## begin
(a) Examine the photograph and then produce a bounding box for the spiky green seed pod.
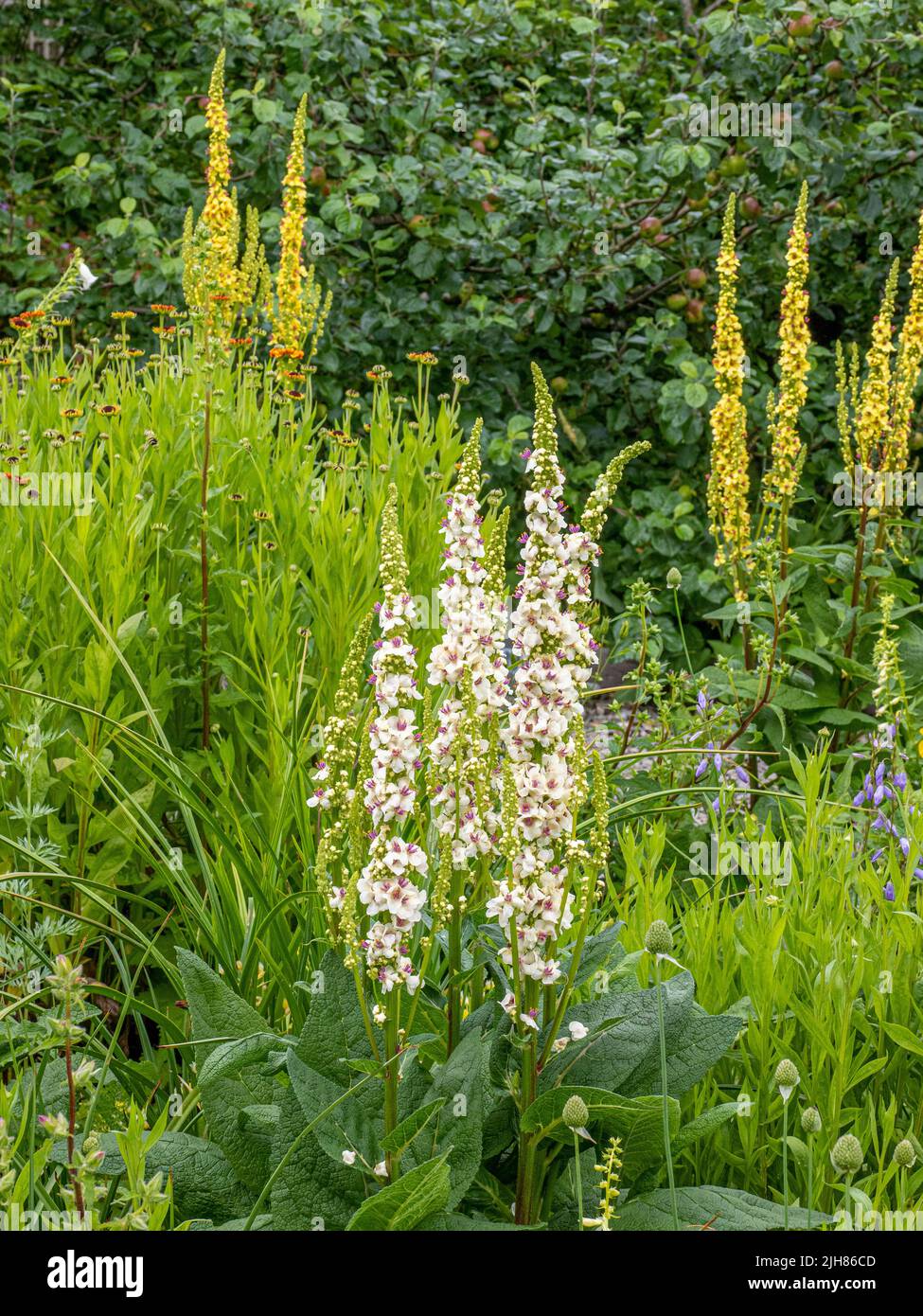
[563,1096,590,1129]
[894,1138,916,1170]
[644,918,673,955]
[802,1106,821,1133]
[829,1133,862,1174]
[775,1059,801,1091]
## end
▶ _WHAT THIS TASK INVOLVES_
Output all the data above as a two-column CSV with the headers text and answer. Give one row per item, put each field in double quotes with any line breaks turned into spaces, and leave the pictures out.

▶ _OUTPUT OF THE EXERCISE_
text,answer
"(a) Examine the photograph and then produce a bounding box for the spiky green seed pod.","[563,1096,590,1129] [894,1138,916,1170] [644,918,673,955] [802,1106,821,1133] [829,1133,862,1174] [775,1059,801,1091]"